## WHAT YOU WILL DO
Using the listing below, determine the count of lines with the word "above" and reply only with it.

# # # # # # #

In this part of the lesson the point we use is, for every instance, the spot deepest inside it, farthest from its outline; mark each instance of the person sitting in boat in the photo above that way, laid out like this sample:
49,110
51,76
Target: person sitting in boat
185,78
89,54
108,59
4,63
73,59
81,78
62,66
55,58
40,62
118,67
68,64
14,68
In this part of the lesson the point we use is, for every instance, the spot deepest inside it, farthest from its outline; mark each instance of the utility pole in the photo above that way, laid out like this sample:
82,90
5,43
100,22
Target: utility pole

# # # # # # #

## RESULT
2